■ **PROBLEM**
Transcribe the passage on the "someday" trap from "These statements seem" up to and including "out of reach.".

■ **TEXT SHOWN**
============

We wrestled with these questions, but in the end, we realized we were putting happiness on hold—waiting for a future that wasn’t guaranteed.
So we stopped postponing joy and made the leap. We bought the cottage—not because it was the "right" time, but because we didn’t want to keep waiting for a future that might never come. And you know what? That little house became a sanctuary for us. It gave us a place to breathe, to rest, to reconnect. It didn’t mean we gave up on our dreams of a family, but it did mean we stopped putting our lives on hold.
Why We Fall for the “Someday” Trap
“Someday” thinking is sneaky. It feels like hope, but it’s often an excuse to stay in our comfort zone. Common phrases like these keep us stuck:
“As soon as work slows down, I’ll start prioritizing my health.”
“When the kids are older, I’ll have more time to pursue my passions.”
“When I’ve saved more money, I’ll invest in myself.”
These statements seem logical. But the truth is, work rarely slows down, parenting always comes with challenges, and there’s never a “perfect” time to focus on your needs and dreams.
This mindset also gives a false sense of control. By convincing ourselves that change will happen in the future, we avoid the discomfort and uncertainty of taking action now.
The problem is, “someday” often turns into “never.” Life keeps moving, demands keep piling up, and the perfect moment to start living the life you’ve dreamed of remains out of reach.
The Problem with Waiting for the “Right Time”
Here’s the hard truth: Someday is a moving target. There will always be a reason to wait. More money, more stability, fewer unknowns. But waiting doesn’t bring certainty—it just delays the life we truly want to live.

============

[Extracted data entries]
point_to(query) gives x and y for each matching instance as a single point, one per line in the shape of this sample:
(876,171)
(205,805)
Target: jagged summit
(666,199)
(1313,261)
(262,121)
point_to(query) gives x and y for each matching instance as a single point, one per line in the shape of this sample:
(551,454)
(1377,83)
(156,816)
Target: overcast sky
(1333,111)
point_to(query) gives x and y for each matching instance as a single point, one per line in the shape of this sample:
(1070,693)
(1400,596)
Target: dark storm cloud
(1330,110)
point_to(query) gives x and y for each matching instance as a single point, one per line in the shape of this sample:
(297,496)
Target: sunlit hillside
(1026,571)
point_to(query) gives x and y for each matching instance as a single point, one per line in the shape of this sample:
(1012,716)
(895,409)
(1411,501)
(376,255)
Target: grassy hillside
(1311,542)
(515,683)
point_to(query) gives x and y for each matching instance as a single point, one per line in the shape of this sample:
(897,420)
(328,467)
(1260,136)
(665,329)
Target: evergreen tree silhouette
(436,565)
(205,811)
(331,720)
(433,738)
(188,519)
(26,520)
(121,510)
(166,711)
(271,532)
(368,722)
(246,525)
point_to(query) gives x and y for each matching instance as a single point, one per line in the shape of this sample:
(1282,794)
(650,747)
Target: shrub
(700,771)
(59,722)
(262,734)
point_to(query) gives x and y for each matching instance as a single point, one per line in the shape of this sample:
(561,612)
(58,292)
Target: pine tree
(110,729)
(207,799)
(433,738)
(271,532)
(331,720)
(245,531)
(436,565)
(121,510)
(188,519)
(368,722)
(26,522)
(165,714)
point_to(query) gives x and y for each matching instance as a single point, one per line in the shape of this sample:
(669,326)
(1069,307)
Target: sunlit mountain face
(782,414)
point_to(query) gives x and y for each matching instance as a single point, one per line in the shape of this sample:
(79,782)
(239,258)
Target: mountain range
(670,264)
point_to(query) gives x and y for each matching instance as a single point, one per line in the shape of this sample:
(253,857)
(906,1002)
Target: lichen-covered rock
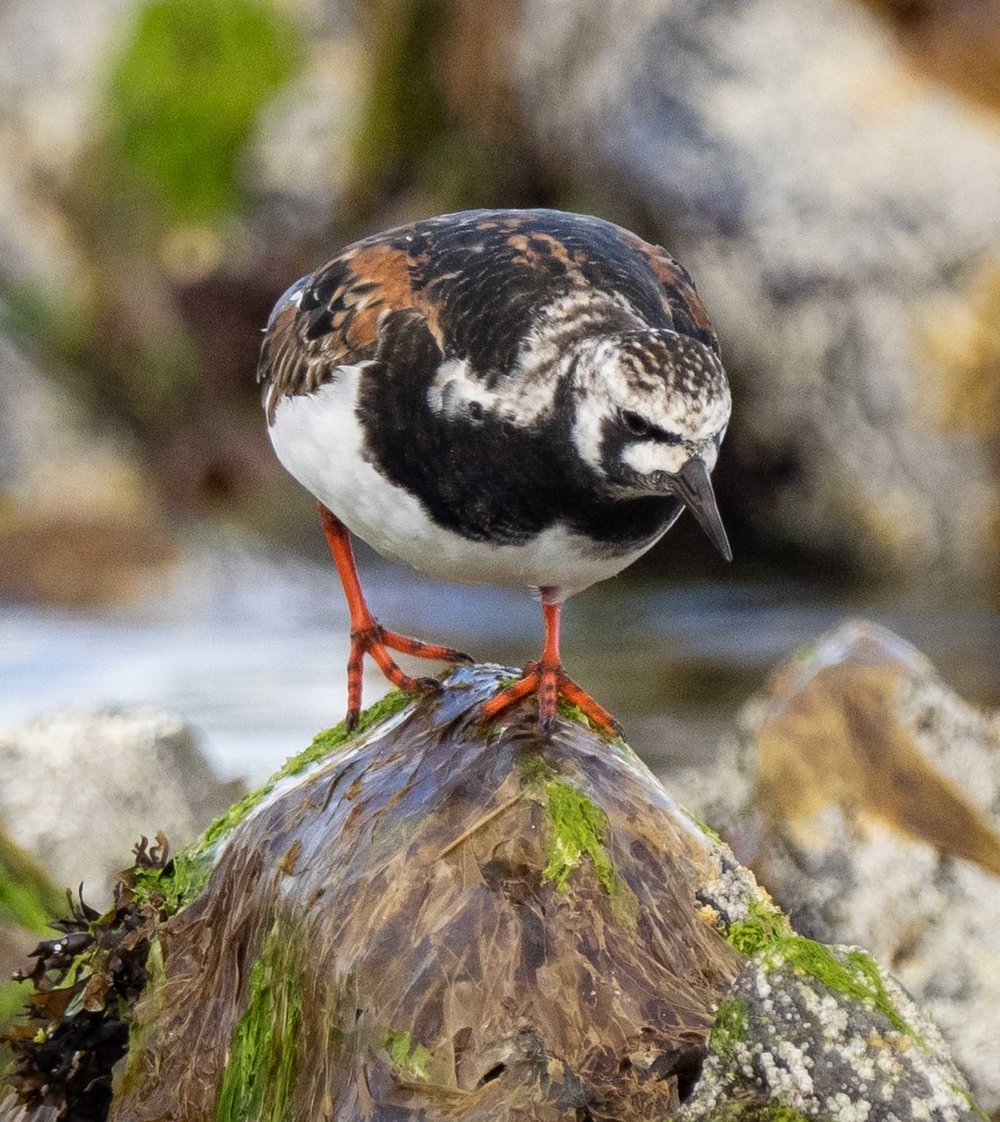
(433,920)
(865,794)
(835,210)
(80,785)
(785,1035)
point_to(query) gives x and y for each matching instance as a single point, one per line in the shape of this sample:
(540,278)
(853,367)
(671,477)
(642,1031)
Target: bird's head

============

■ **SOLVED PROBLEM**
These statements seem logical. But the truth is, work rarely slows down, parenting always comes with challenges, and there’s never a “perfect” time to focus on your needs and dreams.
This mindset also gives a false sense of control. By convincing ourselves that change will happen in the future, we avoid the discomfort and uncertainty of taking action now.
The problem is, “someday” often turns into “never.” Life keeps moving, demands keep piling up, and the perfect moment to start living the life you’ve dreamed of remains out of reach.